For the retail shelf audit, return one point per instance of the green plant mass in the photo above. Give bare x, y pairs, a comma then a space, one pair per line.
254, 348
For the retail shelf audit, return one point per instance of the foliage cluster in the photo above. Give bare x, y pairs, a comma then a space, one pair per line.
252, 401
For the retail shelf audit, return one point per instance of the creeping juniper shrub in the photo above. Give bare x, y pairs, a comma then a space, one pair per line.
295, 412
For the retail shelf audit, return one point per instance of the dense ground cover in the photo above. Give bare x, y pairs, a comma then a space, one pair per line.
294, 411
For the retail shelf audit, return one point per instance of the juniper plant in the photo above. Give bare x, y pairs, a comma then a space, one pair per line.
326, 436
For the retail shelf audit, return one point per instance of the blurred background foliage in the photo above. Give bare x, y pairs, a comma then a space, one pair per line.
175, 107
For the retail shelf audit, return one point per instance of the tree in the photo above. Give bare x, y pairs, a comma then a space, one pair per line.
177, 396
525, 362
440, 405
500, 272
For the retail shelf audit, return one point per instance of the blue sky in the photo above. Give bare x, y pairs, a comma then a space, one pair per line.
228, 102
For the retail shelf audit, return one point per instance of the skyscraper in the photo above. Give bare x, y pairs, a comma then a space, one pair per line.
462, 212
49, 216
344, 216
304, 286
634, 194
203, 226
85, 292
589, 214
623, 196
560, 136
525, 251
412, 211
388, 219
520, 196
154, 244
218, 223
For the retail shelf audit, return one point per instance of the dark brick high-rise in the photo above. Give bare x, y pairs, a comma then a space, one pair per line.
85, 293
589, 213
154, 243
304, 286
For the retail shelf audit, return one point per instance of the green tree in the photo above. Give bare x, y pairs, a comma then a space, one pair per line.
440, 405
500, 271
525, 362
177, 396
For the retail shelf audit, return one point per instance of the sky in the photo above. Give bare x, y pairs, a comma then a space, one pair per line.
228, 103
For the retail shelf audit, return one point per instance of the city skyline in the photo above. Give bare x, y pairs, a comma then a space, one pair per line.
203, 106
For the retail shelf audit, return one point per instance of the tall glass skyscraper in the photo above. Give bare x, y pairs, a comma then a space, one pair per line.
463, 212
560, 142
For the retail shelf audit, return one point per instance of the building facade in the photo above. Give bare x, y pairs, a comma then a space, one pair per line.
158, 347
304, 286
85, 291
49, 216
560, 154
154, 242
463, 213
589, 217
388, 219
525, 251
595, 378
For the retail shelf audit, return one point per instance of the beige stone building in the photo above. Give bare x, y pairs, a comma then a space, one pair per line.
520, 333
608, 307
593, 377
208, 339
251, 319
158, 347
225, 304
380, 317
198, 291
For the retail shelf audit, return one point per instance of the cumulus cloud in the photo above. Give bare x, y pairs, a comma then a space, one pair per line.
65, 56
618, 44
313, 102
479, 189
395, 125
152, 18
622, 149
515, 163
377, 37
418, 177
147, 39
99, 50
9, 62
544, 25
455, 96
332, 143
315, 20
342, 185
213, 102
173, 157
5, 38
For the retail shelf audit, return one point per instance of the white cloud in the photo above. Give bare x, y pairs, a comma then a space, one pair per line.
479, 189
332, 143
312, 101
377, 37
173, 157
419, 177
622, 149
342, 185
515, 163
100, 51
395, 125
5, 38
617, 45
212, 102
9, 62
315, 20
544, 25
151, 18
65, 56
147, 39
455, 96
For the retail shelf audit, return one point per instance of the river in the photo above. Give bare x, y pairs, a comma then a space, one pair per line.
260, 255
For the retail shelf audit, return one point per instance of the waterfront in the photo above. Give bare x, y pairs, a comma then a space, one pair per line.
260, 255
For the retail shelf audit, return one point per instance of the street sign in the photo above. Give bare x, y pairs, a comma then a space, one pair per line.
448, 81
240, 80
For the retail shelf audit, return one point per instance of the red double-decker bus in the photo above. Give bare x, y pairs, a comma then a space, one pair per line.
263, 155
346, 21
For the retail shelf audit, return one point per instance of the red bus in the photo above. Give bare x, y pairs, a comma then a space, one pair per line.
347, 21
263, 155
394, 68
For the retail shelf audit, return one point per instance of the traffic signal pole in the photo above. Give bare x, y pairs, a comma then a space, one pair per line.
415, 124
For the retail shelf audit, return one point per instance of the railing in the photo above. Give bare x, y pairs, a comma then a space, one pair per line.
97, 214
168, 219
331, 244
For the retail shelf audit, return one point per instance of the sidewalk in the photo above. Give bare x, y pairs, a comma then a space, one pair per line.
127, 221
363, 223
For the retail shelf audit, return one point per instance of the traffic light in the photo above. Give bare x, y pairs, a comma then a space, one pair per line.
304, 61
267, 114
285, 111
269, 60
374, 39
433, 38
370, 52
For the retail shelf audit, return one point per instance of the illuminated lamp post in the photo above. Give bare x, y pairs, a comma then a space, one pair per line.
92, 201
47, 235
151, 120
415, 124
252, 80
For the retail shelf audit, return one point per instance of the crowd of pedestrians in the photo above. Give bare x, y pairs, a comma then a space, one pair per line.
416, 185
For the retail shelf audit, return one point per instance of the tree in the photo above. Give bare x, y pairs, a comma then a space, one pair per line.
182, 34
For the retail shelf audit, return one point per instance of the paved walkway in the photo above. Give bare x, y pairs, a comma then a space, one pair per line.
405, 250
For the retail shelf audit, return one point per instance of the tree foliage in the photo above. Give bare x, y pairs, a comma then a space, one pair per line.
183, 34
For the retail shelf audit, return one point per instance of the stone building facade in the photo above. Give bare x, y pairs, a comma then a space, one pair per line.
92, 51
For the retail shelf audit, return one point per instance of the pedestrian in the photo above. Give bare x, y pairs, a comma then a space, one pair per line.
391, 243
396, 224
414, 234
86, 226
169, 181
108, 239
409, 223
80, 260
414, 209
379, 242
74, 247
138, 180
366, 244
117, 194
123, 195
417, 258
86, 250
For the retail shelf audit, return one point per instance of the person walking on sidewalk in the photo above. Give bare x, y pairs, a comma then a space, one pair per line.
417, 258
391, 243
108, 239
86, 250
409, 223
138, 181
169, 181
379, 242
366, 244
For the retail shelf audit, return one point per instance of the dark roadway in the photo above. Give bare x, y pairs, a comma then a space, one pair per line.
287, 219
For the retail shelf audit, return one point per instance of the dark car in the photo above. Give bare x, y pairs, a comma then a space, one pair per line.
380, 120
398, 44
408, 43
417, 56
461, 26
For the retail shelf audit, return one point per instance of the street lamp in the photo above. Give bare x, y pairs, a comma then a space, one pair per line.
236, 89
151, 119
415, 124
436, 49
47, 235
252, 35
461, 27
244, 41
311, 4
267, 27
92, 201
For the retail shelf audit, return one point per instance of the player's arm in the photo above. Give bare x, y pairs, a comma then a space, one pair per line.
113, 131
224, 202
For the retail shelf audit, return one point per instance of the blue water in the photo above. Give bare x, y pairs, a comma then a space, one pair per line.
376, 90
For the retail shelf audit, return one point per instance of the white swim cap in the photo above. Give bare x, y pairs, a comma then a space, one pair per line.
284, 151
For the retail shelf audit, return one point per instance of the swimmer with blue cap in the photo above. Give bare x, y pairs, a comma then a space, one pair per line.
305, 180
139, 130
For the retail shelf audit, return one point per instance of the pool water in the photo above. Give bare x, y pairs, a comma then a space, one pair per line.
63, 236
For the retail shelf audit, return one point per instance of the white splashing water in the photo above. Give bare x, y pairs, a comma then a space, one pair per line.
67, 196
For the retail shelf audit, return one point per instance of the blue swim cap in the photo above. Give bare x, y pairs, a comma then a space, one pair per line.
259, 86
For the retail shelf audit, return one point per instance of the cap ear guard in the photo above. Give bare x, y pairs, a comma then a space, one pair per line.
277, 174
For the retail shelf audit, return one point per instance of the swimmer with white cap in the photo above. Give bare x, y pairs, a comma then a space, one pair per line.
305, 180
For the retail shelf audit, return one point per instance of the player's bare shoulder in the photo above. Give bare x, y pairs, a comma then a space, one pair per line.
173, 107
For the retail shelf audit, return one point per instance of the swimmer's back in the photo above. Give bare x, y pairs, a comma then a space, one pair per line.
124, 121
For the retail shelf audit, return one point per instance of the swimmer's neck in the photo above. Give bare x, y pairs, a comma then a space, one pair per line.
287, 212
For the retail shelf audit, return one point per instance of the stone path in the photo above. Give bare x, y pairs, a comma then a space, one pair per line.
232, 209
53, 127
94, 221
**********
### PROBLEM STATEMENT:
Everything from the line holding "the stone path" through the final line of the material must be given again exactly, and nothing outside that stretch.

### SOLUTION TO THE EXERCISE:
For the retail shelf audit, return one point per instance of the stone path in the photo above. Give bare x, y pairs, a comma then a space, one pair per line.
232, 209
53, 127
94, 221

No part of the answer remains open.